## GOAL OF THE EXERCISE
Beginning with the line that contains "man in brown" and concluding with the final line of the listing below, output each line exactly, and only those lines.
__________________________________________________
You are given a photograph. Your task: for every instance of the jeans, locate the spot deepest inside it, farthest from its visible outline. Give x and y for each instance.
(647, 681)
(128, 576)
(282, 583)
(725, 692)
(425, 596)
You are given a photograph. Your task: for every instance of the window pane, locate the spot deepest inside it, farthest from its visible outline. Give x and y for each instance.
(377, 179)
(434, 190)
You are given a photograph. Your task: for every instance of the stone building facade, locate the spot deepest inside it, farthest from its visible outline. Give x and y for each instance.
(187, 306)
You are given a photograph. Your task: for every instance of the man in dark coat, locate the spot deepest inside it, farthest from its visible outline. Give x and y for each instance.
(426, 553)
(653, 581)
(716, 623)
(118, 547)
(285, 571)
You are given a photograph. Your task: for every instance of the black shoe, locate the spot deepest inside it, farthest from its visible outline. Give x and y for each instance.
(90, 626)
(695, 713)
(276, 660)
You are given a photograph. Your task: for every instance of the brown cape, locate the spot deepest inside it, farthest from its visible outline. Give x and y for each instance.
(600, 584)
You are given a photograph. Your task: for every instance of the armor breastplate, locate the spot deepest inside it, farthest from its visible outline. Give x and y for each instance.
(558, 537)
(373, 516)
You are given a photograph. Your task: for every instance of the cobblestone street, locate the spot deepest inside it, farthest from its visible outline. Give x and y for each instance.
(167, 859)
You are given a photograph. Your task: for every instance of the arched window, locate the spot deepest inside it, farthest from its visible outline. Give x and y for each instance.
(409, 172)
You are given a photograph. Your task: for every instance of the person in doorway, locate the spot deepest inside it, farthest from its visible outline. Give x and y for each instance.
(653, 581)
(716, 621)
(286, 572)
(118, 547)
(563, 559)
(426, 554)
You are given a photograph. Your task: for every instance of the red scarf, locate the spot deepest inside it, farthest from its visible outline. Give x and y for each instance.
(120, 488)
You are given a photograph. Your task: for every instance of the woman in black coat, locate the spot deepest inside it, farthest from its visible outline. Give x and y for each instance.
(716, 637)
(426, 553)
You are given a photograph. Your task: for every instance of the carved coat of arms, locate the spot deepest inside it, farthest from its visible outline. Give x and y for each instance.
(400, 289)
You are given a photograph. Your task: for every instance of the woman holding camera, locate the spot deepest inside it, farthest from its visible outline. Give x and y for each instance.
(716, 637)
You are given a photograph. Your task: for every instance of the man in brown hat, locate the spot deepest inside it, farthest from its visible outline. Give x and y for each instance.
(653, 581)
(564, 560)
__________________________________________________
## WRITTEN RESPONSE
You are given a photograph. Your task: for every instance of the man in brown hat, locate the spot deepest inside it, farthest from its visible outline. Give x and y for each instance.
(653, 581)
(564, 560)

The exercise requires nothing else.